• **Extracted information**:
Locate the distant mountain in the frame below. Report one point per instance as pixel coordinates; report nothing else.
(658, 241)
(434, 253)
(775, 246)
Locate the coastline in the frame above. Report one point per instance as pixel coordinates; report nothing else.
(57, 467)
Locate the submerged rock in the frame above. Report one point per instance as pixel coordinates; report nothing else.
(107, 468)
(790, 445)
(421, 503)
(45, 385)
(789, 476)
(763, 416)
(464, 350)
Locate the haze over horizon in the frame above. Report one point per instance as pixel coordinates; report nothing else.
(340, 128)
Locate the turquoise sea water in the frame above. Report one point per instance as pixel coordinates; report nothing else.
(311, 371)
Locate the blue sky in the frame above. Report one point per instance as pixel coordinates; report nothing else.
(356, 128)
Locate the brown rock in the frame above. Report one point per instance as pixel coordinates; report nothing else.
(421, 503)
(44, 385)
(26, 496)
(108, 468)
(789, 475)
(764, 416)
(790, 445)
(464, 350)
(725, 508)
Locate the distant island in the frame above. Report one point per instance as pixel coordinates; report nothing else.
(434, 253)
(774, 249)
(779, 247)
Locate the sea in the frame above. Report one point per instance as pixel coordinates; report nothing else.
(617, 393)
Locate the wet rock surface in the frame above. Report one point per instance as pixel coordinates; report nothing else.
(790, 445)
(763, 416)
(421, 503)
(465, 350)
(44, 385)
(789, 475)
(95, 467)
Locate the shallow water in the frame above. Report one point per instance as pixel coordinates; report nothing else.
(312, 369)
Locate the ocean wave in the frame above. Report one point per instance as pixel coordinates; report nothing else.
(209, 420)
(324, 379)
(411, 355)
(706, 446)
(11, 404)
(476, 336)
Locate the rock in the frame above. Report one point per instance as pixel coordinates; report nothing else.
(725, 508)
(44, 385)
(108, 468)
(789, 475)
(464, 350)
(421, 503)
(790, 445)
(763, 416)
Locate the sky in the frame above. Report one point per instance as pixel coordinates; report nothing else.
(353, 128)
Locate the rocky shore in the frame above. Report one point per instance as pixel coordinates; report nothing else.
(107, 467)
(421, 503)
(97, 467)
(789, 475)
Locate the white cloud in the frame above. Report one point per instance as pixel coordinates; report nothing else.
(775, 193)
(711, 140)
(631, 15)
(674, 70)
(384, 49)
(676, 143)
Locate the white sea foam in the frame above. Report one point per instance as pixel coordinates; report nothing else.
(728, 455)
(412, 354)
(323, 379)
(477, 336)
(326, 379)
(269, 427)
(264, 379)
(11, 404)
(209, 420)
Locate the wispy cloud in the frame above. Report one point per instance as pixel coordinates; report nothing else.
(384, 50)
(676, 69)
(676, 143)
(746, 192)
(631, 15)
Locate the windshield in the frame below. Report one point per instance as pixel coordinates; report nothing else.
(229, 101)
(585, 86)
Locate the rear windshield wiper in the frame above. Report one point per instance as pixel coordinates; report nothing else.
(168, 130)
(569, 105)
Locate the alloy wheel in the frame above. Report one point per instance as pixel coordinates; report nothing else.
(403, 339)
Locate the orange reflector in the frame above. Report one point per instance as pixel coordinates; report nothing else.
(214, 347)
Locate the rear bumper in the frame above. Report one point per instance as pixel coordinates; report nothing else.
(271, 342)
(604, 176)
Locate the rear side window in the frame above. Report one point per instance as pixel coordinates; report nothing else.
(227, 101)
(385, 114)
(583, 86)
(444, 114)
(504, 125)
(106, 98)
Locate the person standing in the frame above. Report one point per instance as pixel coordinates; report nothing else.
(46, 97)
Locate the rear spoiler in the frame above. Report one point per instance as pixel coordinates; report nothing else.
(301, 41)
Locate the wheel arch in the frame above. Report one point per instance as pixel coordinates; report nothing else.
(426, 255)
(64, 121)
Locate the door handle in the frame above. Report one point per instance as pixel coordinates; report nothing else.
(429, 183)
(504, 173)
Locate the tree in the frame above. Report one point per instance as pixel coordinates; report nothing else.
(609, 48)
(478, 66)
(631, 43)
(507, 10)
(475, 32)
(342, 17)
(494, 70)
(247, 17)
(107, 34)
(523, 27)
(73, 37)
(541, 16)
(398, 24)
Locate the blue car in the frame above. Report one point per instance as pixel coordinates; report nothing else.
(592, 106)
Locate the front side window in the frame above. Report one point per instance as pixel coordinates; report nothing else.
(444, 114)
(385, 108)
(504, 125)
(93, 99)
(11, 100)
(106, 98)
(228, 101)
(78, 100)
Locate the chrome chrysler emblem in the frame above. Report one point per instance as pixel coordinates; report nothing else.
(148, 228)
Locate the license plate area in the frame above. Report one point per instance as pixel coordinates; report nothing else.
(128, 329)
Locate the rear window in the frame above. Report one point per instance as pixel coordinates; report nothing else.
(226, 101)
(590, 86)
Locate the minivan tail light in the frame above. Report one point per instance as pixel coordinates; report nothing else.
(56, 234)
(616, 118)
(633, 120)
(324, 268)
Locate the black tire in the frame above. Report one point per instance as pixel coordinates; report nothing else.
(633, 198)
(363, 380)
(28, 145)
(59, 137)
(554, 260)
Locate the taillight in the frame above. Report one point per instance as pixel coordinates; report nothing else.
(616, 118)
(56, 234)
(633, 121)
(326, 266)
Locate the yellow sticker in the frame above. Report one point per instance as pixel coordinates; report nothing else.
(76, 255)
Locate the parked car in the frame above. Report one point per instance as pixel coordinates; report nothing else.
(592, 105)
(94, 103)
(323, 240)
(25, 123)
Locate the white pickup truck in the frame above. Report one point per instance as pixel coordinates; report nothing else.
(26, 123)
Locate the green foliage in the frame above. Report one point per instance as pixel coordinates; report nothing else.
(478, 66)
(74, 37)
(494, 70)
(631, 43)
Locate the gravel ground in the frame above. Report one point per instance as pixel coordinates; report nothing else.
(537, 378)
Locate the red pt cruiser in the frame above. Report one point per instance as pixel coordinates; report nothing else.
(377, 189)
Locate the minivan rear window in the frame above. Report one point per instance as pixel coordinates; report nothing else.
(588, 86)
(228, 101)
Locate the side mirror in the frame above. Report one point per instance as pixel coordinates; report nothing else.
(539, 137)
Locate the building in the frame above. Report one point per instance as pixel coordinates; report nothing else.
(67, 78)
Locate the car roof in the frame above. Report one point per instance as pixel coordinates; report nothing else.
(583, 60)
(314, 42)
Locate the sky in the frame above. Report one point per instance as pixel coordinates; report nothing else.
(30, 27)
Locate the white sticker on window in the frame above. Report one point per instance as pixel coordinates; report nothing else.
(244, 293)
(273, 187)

• **What needs to be done**: Everything in the listing above should be printed again exactly.

• **Solution to the problem**:
Locate the distant mountain in the frame below. Report one point per instance as pixel coordinates; report nothing else.
(658, 241)
(434, 253)
(775, 246)
Locate the coastline in the frame above. Report one point per instance as pixel coordinates; report nothing else.
(57, 467)
Locate the submerged rock in the frame above. Report one point per instance as pixel coordinates; report nothing else.
(107, 468)
(790, 445)
(421, 503)
(45, 385)
(789, 476)
(763, 416)
(464, 350)
Locate the haze over horizon in the frame above. Report one point per instance as pixel coordinates; report nothing else.
(340, 128)
Locate the turquoise sea water in the frame above. Report one point per instance as pixel coordinates; report nothing else.
(311, 371)
Locate the blue sky in the frame above. Report one point per instance as pixel coordinates; report nothing else.
(356, 128)
Locate the brown rock in the frame above. Report one point per instance as pixel coordinates; report nothing else.
(421, 503)
(44, 385)
(26, 496)
(108, 468)
(789, 475)
(764, 416)
(790, 445)
(464, 350)
(725, 508)
Locate the distant island in the frame above. Report one point per instance as pixel coordinates; report nothing else.
(434, 253)
(774, 249)
(779, 247)
Locate the sea in the frame above. Report one point per instance as pixel coordinates; report nothing else.
(617, 393)
Locate the wet rock surface in the frame above. Report one point per instance as pixel coordinates; report nothing else.
(790, 445)
(763, 416)
(421, 503)
(465, 350)
(44, 385)
(789, 475)
(95, 467)
Locate the shallow water in the frame above. Report one point per instance as pixel coordinates; report nothing else.
(312, 369)
Locate the ocean wave in the frame above. Report one point per instance as pixel coordinates; report nothing else.
(209, 420)
(324, 379)
(411, 355)
(706, 446)
(11, 404)
(476, 336)
Locate the rock in the frame above. Report one point per instance as pixel coordinates; report nothing else.
(725, 508)
(44, 385)
(108, 468)
(789, 475)
(464, 350)
(421, 503)
(790, 445)
(763, 416)
Locate the sky in the frame above. Report one point per instance as pixel coordinates; report nothing else.
(353, 128)
Locate the rocky shore in the frame above. Report one point per instance as pixel coordinates; report nothing else.
(107, 467)
(421, 503)
(97, 467)
(789, 475)
Locate the white cloud in the frame above. Report one point per instance as pixel coordinates; report nothing else.
(775, 193)
(711, 140)
(631, 15)
(674, 70)
(384, 49)
(676, 143)
Locate the white sea foam in the frame above. Report one point per instance as pixel coordinates; report nothing else.
(728, 455)
(412, 354)
(323, 379)
(477, 336)
(326, 379)
(269, 427)
(264, 379)
(11, 404)
(209, 420)
Locate the wispy cloud in the frame above. Report one point per instance as pixel coordinates; report nothing else.
(384, 50)
(676, 69)
(676, 143)
(746, 192)
(631, 15)
Locate the windshield in the frame below. Report one point per instance as pixel coordinates; report nothing else.
(229, 101)
(585, 86)
Locate the rear windshield wiper in the frame above. Report one point per instance as pixel coordinates; report nothing else.
(168, 130)
(569, 105)
Locate the alloy wheel in the frame above. Report one point per instance as pixel coordinates; report nothing else.
(403, 339)
Locate the orange reflector in the frame above. Report one point per instance as pixel coordinates; report nothing else.
(214, 347)
Locate the rear bumper in the frame above. Report one point per instance as pixel coordinates; report nothing else.
(271, 342)
(604, 176)
Locate the rear side window in the frame above. Report one point per instance as pixel coordinates; report nothing else.
(227, 101)
(385, 114)
(583, 86)
(444, 114)
(504, 125)
(106, 98)
Locate the person standing in the frame above. Report one point per instance as pixel coordinates; report nothing else.
(46, 97)
Locate the rear spoiler in the frame above. Report one point per instance as pixel coordinates; report nothing else.
(301, 41)
Locate the wheel arch in the frame above. Report one point per instance as pixel coordinates; report nothing else.
(426, 255)
(64, 121)
Locate the door handle in the frame above. Report one point per instance as pixel coordinates; report nothing else.
(429, 183)
(504, 173)
Locate the tree in the frame above. Report one point per instance as pixel coordinates; report nothing else.
(609, 48)
(478, 66)
(631, 43)
(507, 10)
(475, 32)
(342, 17)
(494, 70)
(247, 17)
(107, 34)
(523, 27)
(73, 37)
(541, 16)
(398, 24)
Locate the blue car in the frame above. Report one point per instance as pixel coordinates; report nothing else.
(592, 106)
Locate the front side window in the frame above. Report one point per instance as pixel coordinates; report nothing else.
(444, 114)
(385, 108)
(504, 125)
(93, 99)
(11, 100)
(106, 98)
(228, 101)
(78, 100)
Locate the chrome chrysler emblem in the frame above. Report one point per instance as pixel coordinates; report nothing else.
(148, 228)
Locate the license plate area in the frame above. Report one point per instance as pixel coordinates; report nothing else.
(128, 329)
Locate the rear window in the frame above. Report one point per instance as pixel coordinates; report nothing else.
(226, 101)
(590, 86)
Locate the minivan tail light in the frame above. Report one point per instance as pixel coordinates; report nothing else.
(56, 234)
(616, 118)
(633, 120)
(324, 268)
Locate the black tire in the frame above. Report one point per instance as pixel coordinates; report nothing else.
(633, 198)
(363, 380)
(28, 145)
(59, 137)
(554, 260)
Locate the taillight in the frame above. Report one point per instance as pixel coordinates; report nothing else.
(616, 118)
(56, 234)
(633, 121)
(326, 266)
Locate the yellow sticker in the frame above. Report one point per instance as pixel coordinates; report nothing else.
(76, 255)
Locate the parked car in the frame above. Report one point per instance as pixel coordinates; report nothing else.
(592, 105)
(94, 103)
(323, 240)
(25, 123)
Locate the white pickup truck in the frame above. Report one point per instance as pixel coordinates; report nothing else.
(26, 123)
Locate the green foliage in the frame above. Report one point per instance as pixel coordinates; report nothing else.
(478, 66)
(74, 37)
(494, 70)
(631, 43)
Locate the gravel ground in the frame above. Report one point per instance as pixel coordinates; report nothing else.
(537, 378)
Locate the red pt cruiser in the frame above. Report one point per instance as pixel coordinates; report nothing else.
(377, 189)
Locate the minivan rear window in the frame above. Report one point per instance as pixel coordinates; report nothing else.
(588, 86)
(228, 101)
Locate the side mirror in the frame above. Report one point per instance as pixel coordinates; report nothing else.
(539, 137)
Locate the building in the frame above. Report one point per instance as pixel coordinates; report nothing else.
(67, 78)
Locate the car roof in the frame above. Report one point per instance as pixel coordinates; report nothing else.
(583, 60)
(314, 42)
Locate the sky in the frame above. Report one point per instance as pixel coordinates; report nothing else.
(30, 27)
Locate the white sticker on window in the frame above. Report one point per instance as pixel coordinates; report nothing else.
(244, 293)
(273, 187)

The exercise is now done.